Now this sounds like a prudent way of applying models to reality, but the problem is that many assumptions that are critical in Rodrik’s sense cannot actually be modified ‘in an arguably more realistic direction’ at all, because doing so, would invalidate a whole class of models. If households are not identical for instance, models invoking individual rationality cannot generate (predict) a unique market outcome at all, and would thus be useless as diagnostic tools. (If you follow my columns (1 and 2), you may be getting a bit weary with me talking about the SMD conditions by now, but its implications are so pervasive and so often downplayed, that I feel they can never be overexposed.) Similarly, People like Minsky (1992) and Keen (e.g. 2017) have shown that when the idea of loanable funds is replaced by the much more realistic idea that investment and concomitant money creation is a function of prospective profits, the dynamics of the system change completely. Yet growth diagnostics (a field that Rodrik proudly hails as being a prime example of the correct use of models) almost always hinges crucially on this doubtful idea of loanable funds. So, although Rodrik doesn’t say it, some critical assumptions remain in force, not because they are reasonable non-disruptive simplifications of the underlying problematic, but because neoclassical ideology forbids contemplating alternatives.


As to the latter, Rodrik is crystal clear that the model library that economists are to select their diagnostic tools from, has to be neoclassical, as he writes in yet another book on globalization: ‘At the core of neoclassical economics lies the following methodological predisposition: social phenomena can best be understood by considering them to be an aggregation of purposeful behavior by individuals—in their roles as consumer, producer, investor, politician, and so on—interacting with each other and acting under the constraints that their environment imposes. This I find to be not just a powerful discipline for organizing our thoughts on economic affairs, but the only sensible way of thinking about them’ (2007: 3).

> WHAT YOU NEED TO DO:
**1)** From the passage on Rodrik and economic models, write out the text starting at "As to the latter, Rodrik" and ending at "them’ (2007: 3).".
**2)** In the passage on Rodrik and economic models, condense the paragraph beginning "Now this sounds like" into a short bulleted list of its main points.

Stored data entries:
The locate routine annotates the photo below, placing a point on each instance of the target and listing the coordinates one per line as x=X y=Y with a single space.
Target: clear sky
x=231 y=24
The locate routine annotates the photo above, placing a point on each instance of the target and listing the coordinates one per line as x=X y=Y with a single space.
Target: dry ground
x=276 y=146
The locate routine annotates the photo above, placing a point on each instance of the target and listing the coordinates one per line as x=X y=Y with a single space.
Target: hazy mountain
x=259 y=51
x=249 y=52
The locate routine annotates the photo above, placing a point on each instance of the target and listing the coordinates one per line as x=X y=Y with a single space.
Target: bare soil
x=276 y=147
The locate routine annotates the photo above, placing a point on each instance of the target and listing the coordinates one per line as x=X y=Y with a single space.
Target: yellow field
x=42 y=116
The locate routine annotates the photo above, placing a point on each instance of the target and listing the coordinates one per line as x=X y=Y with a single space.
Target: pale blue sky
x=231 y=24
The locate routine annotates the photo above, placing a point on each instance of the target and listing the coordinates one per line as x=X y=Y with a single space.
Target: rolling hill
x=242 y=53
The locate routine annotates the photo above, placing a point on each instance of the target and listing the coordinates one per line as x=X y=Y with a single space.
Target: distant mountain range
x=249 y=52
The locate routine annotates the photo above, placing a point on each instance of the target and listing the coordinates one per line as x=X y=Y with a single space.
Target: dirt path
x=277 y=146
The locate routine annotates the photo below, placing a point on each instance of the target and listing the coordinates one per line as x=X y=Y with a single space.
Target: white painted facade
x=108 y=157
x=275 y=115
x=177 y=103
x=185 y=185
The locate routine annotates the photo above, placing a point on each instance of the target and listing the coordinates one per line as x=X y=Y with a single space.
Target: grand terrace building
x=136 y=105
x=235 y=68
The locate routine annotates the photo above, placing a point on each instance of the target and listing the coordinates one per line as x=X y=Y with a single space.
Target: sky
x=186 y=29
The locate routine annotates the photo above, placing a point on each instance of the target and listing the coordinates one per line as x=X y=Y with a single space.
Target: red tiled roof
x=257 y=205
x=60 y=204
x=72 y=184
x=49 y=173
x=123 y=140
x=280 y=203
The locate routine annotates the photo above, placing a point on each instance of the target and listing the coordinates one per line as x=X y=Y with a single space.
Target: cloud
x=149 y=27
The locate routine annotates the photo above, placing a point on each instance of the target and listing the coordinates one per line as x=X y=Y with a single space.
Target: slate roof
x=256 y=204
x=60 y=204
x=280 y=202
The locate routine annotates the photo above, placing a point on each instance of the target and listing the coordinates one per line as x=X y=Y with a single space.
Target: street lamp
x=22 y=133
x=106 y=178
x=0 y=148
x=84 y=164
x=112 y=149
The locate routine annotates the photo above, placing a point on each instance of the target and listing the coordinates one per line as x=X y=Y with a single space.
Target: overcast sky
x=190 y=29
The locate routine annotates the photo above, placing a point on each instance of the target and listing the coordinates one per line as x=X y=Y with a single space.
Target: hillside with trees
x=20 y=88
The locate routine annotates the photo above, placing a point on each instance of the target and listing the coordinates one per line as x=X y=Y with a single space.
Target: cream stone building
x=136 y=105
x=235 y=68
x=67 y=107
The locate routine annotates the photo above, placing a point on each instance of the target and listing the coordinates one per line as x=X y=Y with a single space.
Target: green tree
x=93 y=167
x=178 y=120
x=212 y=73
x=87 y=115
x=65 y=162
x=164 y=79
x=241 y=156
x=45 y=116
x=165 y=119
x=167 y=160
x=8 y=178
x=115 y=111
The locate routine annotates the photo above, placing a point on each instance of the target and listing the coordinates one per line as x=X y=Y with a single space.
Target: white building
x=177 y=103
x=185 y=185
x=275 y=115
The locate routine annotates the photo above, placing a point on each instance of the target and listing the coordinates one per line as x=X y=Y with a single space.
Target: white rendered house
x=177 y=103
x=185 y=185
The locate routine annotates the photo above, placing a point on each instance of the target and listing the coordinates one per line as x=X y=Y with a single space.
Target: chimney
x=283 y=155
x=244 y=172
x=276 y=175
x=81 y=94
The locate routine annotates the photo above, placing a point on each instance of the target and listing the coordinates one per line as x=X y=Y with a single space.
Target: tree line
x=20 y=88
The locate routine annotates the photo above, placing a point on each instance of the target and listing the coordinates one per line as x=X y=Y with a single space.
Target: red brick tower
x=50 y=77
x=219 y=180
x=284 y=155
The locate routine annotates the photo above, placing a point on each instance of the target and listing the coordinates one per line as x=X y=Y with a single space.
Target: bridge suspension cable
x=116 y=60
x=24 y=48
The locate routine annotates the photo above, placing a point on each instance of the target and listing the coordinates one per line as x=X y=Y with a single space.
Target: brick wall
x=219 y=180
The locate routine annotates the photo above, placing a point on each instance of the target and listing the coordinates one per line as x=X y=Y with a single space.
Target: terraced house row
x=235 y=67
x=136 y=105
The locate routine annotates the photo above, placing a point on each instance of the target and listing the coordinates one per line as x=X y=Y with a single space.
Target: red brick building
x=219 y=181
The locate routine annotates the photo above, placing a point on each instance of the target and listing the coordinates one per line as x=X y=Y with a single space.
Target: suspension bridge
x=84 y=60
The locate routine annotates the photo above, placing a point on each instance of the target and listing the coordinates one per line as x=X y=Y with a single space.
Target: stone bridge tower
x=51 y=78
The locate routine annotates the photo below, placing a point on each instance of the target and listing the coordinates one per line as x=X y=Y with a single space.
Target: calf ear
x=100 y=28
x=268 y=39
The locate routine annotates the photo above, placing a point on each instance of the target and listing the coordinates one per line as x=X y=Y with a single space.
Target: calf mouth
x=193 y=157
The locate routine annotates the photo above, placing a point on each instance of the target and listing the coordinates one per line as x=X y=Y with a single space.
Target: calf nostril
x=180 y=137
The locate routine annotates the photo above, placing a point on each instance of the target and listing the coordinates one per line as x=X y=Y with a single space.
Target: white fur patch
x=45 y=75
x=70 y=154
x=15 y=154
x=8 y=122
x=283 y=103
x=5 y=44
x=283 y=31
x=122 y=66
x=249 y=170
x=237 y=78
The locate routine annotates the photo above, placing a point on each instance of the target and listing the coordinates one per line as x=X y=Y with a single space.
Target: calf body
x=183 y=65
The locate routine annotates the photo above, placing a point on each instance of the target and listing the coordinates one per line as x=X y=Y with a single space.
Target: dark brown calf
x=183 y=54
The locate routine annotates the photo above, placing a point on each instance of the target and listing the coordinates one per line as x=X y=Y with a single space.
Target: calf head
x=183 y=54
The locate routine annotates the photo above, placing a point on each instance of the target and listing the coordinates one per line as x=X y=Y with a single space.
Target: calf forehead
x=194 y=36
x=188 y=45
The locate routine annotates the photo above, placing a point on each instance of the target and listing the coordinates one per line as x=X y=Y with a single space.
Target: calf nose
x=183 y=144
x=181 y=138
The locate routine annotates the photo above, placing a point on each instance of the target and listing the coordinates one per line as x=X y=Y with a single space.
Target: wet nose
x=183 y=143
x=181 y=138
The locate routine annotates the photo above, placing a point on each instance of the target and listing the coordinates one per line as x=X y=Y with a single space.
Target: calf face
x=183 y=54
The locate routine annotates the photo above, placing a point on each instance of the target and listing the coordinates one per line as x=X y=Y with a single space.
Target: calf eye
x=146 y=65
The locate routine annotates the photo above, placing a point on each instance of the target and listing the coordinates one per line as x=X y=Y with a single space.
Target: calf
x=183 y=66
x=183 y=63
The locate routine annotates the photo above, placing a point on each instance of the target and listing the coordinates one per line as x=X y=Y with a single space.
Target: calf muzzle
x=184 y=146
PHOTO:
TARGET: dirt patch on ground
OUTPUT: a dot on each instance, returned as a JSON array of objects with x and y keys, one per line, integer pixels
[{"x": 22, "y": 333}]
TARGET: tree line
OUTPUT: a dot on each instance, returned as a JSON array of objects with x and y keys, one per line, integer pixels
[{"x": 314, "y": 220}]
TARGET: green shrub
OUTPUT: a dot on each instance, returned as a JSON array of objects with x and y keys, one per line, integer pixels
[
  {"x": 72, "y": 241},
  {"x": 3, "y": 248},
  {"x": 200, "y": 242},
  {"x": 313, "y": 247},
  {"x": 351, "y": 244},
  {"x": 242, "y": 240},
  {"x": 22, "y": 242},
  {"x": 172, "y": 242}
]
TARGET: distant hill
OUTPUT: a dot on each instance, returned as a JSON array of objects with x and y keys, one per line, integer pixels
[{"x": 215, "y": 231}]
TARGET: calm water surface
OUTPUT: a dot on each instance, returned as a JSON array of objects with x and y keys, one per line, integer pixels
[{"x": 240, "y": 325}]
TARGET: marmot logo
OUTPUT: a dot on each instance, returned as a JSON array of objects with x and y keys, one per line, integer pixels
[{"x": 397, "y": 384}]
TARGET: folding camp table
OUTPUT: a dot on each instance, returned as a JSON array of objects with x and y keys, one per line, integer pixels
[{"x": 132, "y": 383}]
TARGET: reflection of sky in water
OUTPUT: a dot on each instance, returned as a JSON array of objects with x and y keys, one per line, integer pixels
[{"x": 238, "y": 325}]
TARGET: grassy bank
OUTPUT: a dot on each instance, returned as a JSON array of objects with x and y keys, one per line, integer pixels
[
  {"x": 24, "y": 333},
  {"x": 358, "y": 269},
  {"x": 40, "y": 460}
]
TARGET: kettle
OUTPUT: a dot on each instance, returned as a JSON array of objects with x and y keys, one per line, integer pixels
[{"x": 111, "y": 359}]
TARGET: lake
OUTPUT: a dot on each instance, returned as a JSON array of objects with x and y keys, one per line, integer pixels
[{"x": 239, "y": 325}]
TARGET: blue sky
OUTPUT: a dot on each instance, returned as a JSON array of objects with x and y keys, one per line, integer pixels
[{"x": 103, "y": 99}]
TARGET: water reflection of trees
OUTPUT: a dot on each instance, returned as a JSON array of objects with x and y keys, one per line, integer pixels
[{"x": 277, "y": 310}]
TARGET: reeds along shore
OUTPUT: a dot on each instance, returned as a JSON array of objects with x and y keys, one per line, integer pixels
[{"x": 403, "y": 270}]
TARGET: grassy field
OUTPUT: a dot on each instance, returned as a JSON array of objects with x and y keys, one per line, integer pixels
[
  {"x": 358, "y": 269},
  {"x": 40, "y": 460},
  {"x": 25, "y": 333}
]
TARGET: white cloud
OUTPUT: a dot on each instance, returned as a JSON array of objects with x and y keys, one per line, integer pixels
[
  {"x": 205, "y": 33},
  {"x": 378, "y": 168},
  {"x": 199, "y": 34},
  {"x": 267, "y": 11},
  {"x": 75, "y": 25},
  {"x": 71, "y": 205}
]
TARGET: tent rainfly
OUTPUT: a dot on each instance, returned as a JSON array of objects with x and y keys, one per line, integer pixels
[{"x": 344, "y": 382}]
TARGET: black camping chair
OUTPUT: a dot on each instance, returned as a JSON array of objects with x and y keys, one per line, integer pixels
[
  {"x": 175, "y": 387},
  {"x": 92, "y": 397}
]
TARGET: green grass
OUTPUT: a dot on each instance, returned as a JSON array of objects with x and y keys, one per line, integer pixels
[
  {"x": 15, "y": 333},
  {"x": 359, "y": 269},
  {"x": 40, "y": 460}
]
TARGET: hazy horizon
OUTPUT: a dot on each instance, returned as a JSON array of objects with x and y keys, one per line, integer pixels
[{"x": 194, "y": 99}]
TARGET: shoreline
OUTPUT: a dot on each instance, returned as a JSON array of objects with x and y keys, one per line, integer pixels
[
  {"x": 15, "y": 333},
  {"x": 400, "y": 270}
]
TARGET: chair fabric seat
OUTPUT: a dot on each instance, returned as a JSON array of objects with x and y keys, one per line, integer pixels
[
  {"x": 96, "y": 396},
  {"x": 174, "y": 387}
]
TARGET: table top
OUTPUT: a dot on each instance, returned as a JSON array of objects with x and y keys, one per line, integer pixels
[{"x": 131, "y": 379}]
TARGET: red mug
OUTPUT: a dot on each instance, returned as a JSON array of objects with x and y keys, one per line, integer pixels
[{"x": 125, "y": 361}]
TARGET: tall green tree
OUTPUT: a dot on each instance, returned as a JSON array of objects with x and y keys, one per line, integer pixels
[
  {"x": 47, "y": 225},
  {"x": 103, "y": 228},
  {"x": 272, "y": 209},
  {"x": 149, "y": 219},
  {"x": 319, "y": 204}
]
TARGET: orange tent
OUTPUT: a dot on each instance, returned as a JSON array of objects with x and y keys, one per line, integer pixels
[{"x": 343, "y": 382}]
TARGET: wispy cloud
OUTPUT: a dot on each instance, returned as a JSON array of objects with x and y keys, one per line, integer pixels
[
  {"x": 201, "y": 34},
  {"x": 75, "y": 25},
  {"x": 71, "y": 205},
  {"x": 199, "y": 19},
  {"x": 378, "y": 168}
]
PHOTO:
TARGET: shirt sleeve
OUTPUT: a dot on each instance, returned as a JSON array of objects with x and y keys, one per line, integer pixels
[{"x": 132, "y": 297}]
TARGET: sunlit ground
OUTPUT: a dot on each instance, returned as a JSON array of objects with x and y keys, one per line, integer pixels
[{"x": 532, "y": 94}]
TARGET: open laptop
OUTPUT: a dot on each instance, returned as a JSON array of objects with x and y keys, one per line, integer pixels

> RESULTS FOR THE EXERCISE:
**1)**
As to the latter, Rodrik is crystal clear that the model library that economists are to select their diagnostic tools from, has to be neoclassical, as he writes in yet another book on globalization: ‘At the core of neoclassical economics lies the following methodological predisposition: social phenomena can best be understood by considering them to be an aggregation of purposeful behavior by individuals—in their roles as consumer, producer, investor, politician, and so on—interacting with each other and acting under the constraints that their environment imposes. This I find to be not just a powerful discipline for organizing our thoughts on economic affairs, but the only sensible way of thinking about them’ (2007: 3).

**2)**
- Many assumptions that are critical in Rodrik's sense cannot be changed in a more realistic direction, because doing so would invalidate a whole class of models.
- For example, if households are not identical, models invoking individual rationality cannot generate a unique market outcome and so are useless as diagnostic tools. This follows from the SMD conditions.
- Minsky (1992) and Keen (e.g. 2017) showed that the system's dynamics change completely when loanable funds is replaced by the idea that investment and money creation depend on prospective profits.
- Growth diagnostics, which Rodrik hails as a prime example of the correct use of models, almost always hinges on the doubtful idea of loanable funds.
- Some critical assumptions therefore remain because neoclassical ideology forbids considering alternatives, not because they are reasonable simplifications.